WHAT YOU ARE ASKED TO DO:
Could you repeat word for word only the lines from the one containing "Target: biplane" to the last line of the data below?
***** EXERCISE INPUTS
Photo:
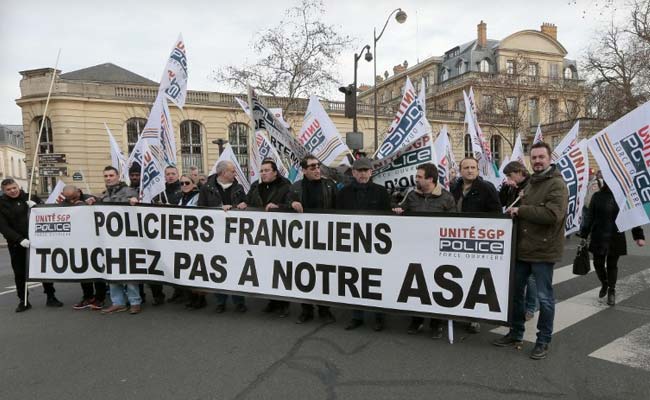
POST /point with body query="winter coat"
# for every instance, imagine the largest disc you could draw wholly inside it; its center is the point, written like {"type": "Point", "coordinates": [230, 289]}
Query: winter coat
{"type": "Point", "coordinates": [481, 197]}
{"type": "Point", "coordinates": [210, 194]}
{"type": "Point", "coordinates": [14, 217]}
{"type": "Point", "coordinates": [296, 192]}
{"type": "Point", "coordinates": [120, 193]}
{"type": "Point", "coordinates": [278, 190]}
{"type": "Point", "coordinates": [439, 200]}
{"type": "Point", "coordinates": [601, 226]}
{"type": "Point", "coordinates": [542, 211]}
{"type": "Point", "coordinates": [360, 196]}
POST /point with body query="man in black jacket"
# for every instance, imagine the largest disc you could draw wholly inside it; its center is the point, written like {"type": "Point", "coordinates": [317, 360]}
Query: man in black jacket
{"type": "Point", "coordinates": [473, 194]}
{"type": "Point", "coordinates": [14, 226]}
{"type": "Point", "coordinates": [362, 194]}
{"type": "Point", "coordinates": [312, 192]}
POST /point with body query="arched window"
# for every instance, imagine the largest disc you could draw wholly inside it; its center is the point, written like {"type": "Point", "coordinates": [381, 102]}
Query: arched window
{"type": "Point", "coordinates": [468, 146]}
{"type": "Point", "coordinates": [495, 147]}
{"type": "Point", "coordinates": [134, 127]}
{"type": "Point", "coordinates": [238, 138]}
{"type": "Point", "coordinates": [191, 145]}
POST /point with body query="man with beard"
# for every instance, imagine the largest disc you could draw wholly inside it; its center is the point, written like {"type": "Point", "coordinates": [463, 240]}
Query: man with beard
{"type": "Point", "coordinates": [541, 213]}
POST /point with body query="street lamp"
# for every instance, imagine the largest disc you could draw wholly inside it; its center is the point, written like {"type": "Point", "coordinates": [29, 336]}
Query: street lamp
{"type": "Point", "coordinates": [400, 17]}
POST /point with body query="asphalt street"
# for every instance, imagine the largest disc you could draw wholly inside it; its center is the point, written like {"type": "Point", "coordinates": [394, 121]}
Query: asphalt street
{"type": "Point", "coordinates": [167, 352]}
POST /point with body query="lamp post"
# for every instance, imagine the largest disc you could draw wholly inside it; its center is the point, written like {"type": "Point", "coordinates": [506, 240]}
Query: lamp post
{"type": "Point", "coordinates": [400, 17]}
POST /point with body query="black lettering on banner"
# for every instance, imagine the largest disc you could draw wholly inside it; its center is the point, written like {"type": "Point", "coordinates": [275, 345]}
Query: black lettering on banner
{"type": "Point", "coordinates": [421, 291]}
{"type": "Point", "coordinates": [249, 273]}
{"type": "Point", "coordinates": [442, 281]}
{"type": "Point", "coordinates": [482, 277]}
{"type": "Point", "coordinates": [220, 273]}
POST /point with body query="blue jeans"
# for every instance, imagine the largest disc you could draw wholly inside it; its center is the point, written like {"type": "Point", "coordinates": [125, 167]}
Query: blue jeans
{"type": "Point", "coordinates": [221, 299]}
{"type": "Point", "coordinates": [119, 295]}
{"type": "Point", "coordinates": [531, 295]}
{"type": "Point", "coordinates": [543, 273]}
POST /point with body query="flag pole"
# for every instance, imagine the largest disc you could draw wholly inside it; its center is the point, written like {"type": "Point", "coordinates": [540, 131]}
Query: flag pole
{"type": "Point", "coordinates": [38, 141]}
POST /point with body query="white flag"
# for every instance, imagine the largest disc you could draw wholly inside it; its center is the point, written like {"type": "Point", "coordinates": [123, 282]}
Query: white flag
{"type": "Point", "coordinates": [319, 134]}
{"type": "Point", "coordinates": [56, 197]}
{"type": "Point", "coordinates": [229, 155]}
{"type": "Point", "coordinates": [538, 135]}
{"type": "Point", "coordinates": [174, 79]}
{"type": "Point", "coordinates": [622, 151]}
{"type": "Point", "coordinates": [569, 140]}
{"type": "Point", "coordinates": [409, 125]}
{"type": "Point", "coordinates": [574, 167]}
{"type": "Point", "coordinates": [117, 158]}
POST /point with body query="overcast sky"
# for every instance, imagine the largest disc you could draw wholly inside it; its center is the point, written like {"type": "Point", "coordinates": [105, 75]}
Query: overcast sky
{"type": "Point", "coordinates": [138, 35]}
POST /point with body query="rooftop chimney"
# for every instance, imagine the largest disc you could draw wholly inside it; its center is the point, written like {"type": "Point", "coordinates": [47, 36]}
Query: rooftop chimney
{"type": "Point", "coordinates": [549, 29]}
{"type": "Point", "coordinates": [481, 34]}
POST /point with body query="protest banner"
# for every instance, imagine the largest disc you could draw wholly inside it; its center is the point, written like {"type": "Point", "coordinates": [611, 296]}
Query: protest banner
{"type": "Point", "coordinates": [447, 265]}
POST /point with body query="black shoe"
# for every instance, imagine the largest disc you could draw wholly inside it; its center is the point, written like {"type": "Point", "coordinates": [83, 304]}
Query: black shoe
{"type": "Point", "coordinates": [539, 352]}
{"type": "Point", "coordinates": [304, 317]}
{"type": "Point", "coordinates": [508, 341]}
{"type": "Point", "coordinates": [52, 301]}
{"type": "Point", "coordinates": [22, 307]}
{"type": "Point", "coordinates": [241, 308]}
{"type": "Point", "coordinates": [354, 324]}
{"type": "Point", "coordinates": [414, 327]}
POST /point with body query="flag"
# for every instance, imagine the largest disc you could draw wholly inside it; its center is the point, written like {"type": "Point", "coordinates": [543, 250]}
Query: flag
{"type": "Point", "coordinates": [569, 140]}
{"type": "Point", "coordinates": [538, 135]}
{"type": "Point", "coordinates": [152, 178]}
{"type": "Point", "coordinates": [287, 146]}
{"type": "Point", "coordinates": [409, 125]}
{"type": "Point", "coordinates": [117, 158]}
{"type": "Point", "coordinates": [622, 151]}
{"type": "Point", "coordinates": [229, 155]}
{"type": "Point", "coordinates": [56, 197]}
{"type": "Point", "coordinates": [319, 134]}
{"type": "Point", "coordinates": [174, 80]}
{"type": "Point", "coordinates": [574, 168]}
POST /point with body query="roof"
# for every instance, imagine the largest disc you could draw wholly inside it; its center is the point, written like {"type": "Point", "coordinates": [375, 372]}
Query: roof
{"type": "Point", "coordinates": [107, 73]}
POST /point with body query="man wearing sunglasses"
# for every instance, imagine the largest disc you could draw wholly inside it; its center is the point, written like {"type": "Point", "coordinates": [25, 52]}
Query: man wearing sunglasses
{"type": "Point", "coordinates": [313, 192]}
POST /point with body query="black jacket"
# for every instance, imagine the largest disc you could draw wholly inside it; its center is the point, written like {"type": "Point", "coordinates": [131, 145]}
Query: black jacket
{"type": "Point", "coordinates": [329, 193]}
{"type": "Point", "coordinates": [210, 194]}
{"type": "Point", "coordinates": [600, 223]}
{"type": "Point", "coordinates": [278, 190]}
{"type": "Point", "coordinates": [14, 217]}
{"type": "Point", "coordinates": [481, 197]}
{"type": "Point", "coordinates": [359, 196]}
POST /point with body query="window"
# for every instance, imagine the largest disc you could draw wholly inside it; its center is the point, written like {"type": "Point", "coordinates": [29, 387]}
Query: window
{"type": "Point", "coordinates": [134, 127]}
{"type": "Point", "coordinates": [484, 66]}
{"type": "Point", "coordinates": [468, 146]}
{"type": "Point", "coordinates": [533, 112]}
{"type": "Point", "coordinates": [238, 138]}
{"type": "Point", "coordinates": [191, 145]}
{"type": "Point", "coordinates": [495, 147]}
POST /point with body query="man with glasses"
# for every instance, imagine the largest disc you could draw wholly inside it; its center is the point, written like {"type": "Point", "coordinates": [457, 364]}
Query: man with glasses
{"type": "Point", "coordinates": [313, 192]}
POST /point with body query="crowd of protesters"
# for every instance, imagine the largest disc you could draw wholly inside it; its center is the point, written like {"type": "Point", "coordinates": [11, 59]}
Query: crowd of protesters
{"type": "Point", "coordinates": [538, 201]}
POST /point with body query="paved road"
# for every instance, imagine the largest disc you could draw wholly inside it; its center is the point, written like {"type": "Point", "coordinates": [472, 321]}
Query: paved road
{"type": "Point", "coordinates": [170, 353]}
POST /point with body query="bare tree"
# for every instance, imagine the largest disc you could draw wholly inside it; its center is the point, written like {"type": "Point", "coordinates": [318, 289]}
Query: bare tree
{"type": "Point", "coordinates": [298, 57]}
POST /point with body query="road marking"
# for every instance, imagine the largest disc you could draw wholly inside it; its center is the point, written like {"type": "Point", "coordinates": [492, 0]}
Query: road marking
{"type": "Point", "coordinates": [575, 309]}
{"type": "Point", "coordinates": [631, 350]}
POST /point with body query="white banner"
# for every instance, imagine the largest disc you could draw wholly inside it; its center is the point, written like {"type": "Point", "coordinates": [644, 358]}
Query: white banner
{"type": "Point", "coordinates": [319, 134]}
{"type": "Point", "coordinates": [409, 125]}
{"type": "Point", "coordinates": [574, 167]}
{"type": "Point", "coordinates": [174, 79]}
{"type": "Point", "coordinates": [622, 151]}
{"type": "Point", "coordinates": [447, 266]}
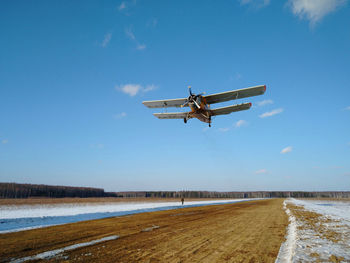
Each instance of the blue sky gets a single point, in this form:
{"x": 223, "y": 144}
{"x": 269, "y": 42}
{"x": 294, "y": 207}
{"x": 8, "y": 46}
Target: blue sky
{"x": 73, "y": 75}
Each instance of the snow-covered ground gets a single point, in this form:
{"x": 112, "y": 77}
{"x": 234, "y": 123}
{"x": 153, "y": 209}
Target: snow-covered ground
{"x": 23, "y": 217}
{"x": 319, "y": 231}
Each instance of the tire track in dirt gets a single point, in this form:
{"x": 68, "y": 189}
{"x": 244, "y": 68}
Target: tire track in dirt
{"x": 242, "y": 232}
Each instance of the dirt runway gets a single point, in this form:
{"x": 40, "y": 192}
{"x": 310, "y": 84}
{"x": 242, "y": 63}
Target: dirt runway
{"x": 242, "y": 232}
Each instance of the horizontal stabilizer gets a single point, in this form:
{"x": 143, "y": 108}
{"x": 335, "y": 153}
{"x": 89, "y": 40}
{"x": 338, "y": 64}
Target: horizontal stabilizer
{"x": 173, "y": 115}
{"x": 235, "y": 94}
{"x": 164, "y": 103}
{"x": 229, "y": 109}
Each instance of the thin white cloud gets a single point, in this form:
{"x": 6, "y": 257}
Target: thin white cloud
{"x": 130, "y": 34}
{"x": 255, "y": 3}
{"x": 271, "y": 113}
{"x": 119, "y": 115}
{"x": 150, "y": 88}
{"x": 97, "y": 145}
{"x": 130, "y": 89}
{"x": 264, "y": 102}
{"x": 122, "y": 6}
{"x": 238, "y": 75}
{"x": 223, "y": 129}
{"x": 106, "y": 40}
{"x": 240, "y": 123}
{"x": 134, "y": 89}
{"x": 140, "y": 46}
{"x": 287, "y": 150}
{"x": 153, "y": 22}
{"x": 261, "y": 171}
{"x": 314, "y": 10}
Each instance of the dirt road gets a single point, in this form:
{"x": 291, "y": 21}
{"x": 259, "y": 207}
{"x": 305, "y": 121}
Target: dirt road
{"x": 242, "y": 232}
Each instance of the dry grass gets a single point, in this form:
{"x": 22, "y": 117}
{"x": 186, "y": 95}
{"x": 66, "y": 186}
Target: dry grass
{"x": 242, "y": 232}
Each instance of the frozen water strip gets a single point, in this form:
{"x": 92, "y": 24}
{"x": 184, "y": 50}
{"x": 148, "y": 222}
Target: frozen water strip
{"x": 287, "y": 249}
{"x": 53, "y": 253}
{"x": 31, "y": 211}
{"x": 21, "y": 224}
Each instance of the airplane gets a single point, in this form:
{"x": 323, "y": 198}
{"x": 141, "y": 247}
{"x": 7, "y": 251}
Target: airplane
{"x": 200, "y": 105}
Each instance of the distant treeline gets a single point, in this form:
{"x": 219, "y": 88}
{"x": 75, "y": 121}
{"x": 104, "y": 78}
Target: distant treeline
{"x": 257, "y": 194}
{"x": 13, "y": 190}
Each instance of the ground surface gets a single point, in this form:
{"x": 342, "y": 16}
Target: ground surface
{"x": 242, "y": 232}
{"x": 91, "y": 200}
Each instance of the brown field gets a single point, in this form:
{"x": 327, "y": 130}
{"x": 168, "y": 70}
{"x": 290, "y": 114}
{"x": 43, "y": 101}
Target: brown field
{"x": 67, "y": 200}
{"x": 243, "y": 232}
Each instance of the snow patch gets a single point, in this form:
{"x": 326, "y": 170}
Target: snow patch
{"x": 287, "y": 248}
{"x": 24, "y": 217}
{"x": 53, "y": 253}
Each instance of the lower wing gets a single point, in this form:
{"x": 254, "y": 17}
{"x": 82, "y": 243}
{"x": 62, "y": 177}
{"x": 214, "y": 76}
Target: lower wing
{"x": 229, "y": 109}
{"x": 173, "y": 115}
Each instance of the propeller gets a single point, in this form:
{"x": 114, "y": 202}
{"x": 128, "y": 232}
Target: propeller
{"x": 192, "y": 98}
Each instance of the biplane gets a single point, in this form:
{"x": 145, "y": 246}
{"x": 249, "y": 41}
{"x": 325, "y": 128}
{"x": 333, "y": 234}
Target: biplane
{"x": 200, "y": 104}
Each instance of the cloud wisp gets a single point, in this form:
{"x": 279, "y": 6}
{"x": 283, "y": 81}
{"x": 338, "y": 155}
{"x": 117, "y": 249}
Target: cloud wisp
{"x": 287, "y": 150}
{"x": 271, "y": 113}
{"x": 106, "y": 40}
{"x": 241, "y": 123}
{"x": 122, "y": 6}
{"x": 261, "y": 171}
{"x": 314, "y": 10}
{"x": 130, "y": 34}
{"x": 119, "y": 115}
{"x": 264, "y": 102}
{"x": 255, "y": 3}
{"x": 134, "y": 89}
**********
ANSWER FOR THIS EXERCISE:
Target: biplane
{"x": 200, "y": 104}
Each instance of the cloud wisp gets a single point, in this form:
{"x": 279, "y": 6}
{"x": 283, "y": 81}
{"x": 338, "y": 155}
{"x": 117, "y": 249}
Target: cloud wisp
{"x": 287, "y": 150}
{"x": 271, "y": 113}
{"x": 106, "y": 40}
{"x": 241, "y": 123}
{"x": 122, "y": 6}
{"x": 261, "y": 171}
{"x": 314, "y": 10}
{"x": 130, "y": 34}
{"x": 119, "y": 115}
{"x": 264, "y": 102}
{"x": 255, "y": 3}
{"x": 134, "y": 89}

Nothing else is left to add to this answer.